• _Vorliegender Auszug_

—————

Inzwischen aber ist der formale Strategiewechsel schon rein angesichts der Masse der Fälle wohl angebracht. Die Sieben-Tage-Inzidenz bayernweit lag am Dienstag bei 555. Wie der BR kürzlich meldete, informiere etwa das Amt in Würzburg auch keine Club- und Discobesucher mehr. "Wer einen Club, eine Disco oder ähnliche Lokalität besucht, muss damit rechnen, dass er sich infizieren kann", so die Argumentation. In der Vergangenheit habe man hier teilweise bis zu 4000 SMS verschicken müssen. Andernorts ist demnach zu hören, dass es längst "absolut utopisch" sei, an eine Komplettabdeckung durch CTT auch nur zu denken. Jeder positiv bestätigte Fall, mit Ausnahme von priorisierten Gruppen, müsse deshalb seine Kontaktpersonen erst mal selbst informieren, das Amt melde sich dann gegebenenfalls später. Ganz neu ist das nicht: Im Lauf der Pandemie kamen die Ämter öfters nicht hinterher - trotz Aufstockung durch Bundeswehr, Polizei oder andere Verwaltungen.

In Traunstein hat das Landratsamt wieder eigene neue Stellen für das Contact Tracing ausgeschrieben und für den Hausgebrauch bei den Bürgern eine Art Flussdiagramm veröffentlicht. Auf dem können sich die vielen verunsicherten Menschen, die sich in diesen Tagen am Telefon oder per E-Mail in der Behörde melden, selbst über die nötigen Schritte informieren. Enger Kontakt zu einem Infizierten und selbst geimpft? Ja: "Keine Quarantäne!" auf grünem Grund. Nein: "Begeben Sie sich sofort in Quarantäne (verpflichtend)", diesmal rot hinterlegt.

—————

• _Arbeitsaufträge_
**a.** Welchen Wert hatte laut dem Auszug zur Kontaktnachverfolgung die bayernweite Sieben-Tage-Inzidenz am Dienstag?
**b.** Legen Sie in ein bis drei Sätzen dar, weshalb nach dem Auszug zur Kontaktnachverfolgung positiv bestätigte Fälle ihre Kontaktpersonen zunächst selbst informieren müssen.
**c.** Führen Sie den Auszug zur Kontaktnachverfolgung in Bayern im Anschluss an seinen letzten Satz fort.

• _Bereitgestellte Daten_
—————

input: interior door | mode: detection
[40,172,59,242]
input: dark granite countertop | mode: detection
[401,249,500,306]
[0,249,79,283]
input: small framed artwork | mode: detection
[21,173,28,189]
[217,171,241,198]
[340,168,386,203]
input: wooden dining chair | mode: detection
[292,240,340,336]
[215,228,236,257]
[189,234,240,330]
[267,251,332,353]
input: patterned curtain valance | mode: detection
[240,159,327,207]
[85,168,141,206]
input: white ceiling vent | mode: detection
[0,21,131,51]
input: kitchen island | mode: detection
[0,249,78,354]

—————

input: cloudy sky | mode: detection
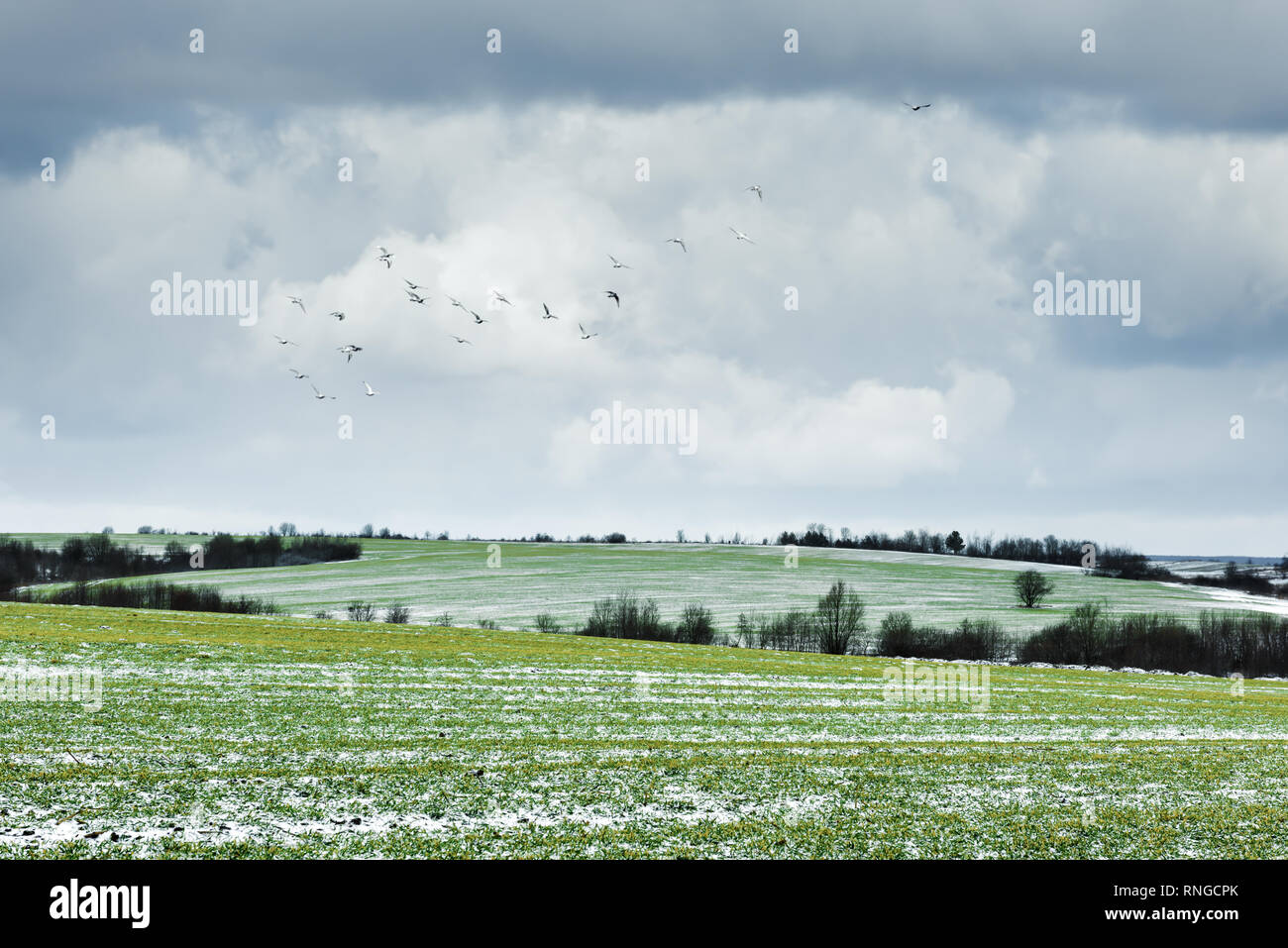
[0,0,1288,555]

—————

• _Gegebene Antworten_
**a.** Sie lag bei 555.

**b.** Eine vollständige Abdeckung durch das Contact Tracing gilt andernorts inzwischen als "absolut utopisch". Deshalb müssen bestätigte Fälle ihre Kontaktpersonen vorerst selbst benachrichtigen, ausgenommen priorisierte Gruppen. Das Amt meldet sich dann gegebenenfalls später.

**c.**
Jüngst im Landtag kritisierte Grünen-Fraktionschefin Katharina Schulze, Ministerpräsident Markus Söder habe es "nach anderthalb Jahren immer noch nicht geschafft, die Basics der Pandemiebekämpfung bereitzustellen". Beleg in ihren Augen: "Wir haben eine chaotische Kontaktnachverfolgung", zudem komme die Digitalisierung nicht voran. Die Grünen fordern eine "sofortige und konzentrierte Ausbauoffensive" der Gesundheitsämter als "Dreh- und Angelpunkt" der Pandemiebekämpfung. Wie die Fraktion über eine Anfrage erfuhr, ist an den 71 staatlichen Ämtern jede zehnte Leitungsstelle unbesetzt. Das Ministerium betont, allein beim Stammpersonal wurden 1500 zusätzliche Stellen geschaffen, man habe die Bezahlung attraktiver gemacht und Nachwuchsförderung verbessert - der öffentliche Gesundheitsdienst werde "gestärkt aus der Krise hervorgehen".